### Source records
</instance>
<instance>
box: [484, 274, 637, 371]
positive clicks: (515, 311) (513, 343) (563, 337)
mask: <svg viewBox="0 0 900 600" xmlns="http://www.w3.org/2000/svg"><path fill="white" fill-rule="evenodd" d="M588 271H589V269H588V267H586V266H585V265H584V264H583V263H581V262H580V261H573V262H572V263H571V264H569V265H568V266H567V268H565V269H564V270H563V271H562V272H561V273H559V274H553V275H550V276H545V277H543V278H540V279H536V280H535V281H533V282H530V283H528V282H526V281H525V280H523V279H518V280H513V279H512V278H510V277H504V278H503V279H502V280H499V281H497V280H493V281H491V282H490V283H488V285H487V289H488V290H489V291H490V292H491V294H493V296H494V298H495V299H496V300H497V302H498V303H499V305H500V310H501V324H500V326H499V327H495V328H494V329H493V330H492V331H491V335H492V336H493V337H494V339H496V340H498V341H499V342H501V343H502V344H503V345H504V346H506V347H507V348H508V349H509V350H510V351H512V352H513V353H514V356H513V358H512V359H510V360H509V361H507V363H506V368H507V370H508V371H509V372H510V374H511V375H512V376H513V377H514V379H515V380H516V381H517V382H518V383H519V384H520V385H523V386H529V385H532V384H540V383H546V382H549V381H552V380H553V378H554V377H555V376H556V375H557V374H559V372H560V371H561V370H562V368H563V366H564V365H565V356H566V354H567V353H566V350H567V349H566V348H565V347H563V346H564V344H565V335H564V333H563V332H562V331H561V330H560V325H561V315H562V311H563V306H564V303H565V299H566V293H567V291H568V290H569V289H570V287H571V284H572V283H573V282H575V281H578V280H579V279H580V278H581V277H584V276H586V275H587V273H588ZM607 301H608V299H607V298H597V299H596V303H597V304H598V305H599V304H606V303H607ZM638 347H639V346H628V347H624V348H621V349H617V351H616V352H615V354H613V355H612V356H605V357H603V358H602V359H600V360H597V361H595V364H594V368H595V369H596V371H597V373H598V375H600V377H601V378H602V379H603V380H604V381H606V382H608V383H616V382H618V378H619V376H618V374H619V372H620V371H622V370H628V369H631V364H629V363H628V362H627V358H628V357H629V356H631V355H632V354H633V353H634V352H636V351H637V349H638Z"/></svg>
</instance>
######
* [Instruction]:
Rewrite the stretch of the listing from its start through the line containing "positive clicks: (515, 311)", with "positive clicks" replaced by "foreground clicks" and everything else unchanged. Give only those lines.

* [Output below]:
</instance>
<instance>
box: [484, 274, 637, 371]
foreground clicks: (515, 311) (513, 343) (563, 337)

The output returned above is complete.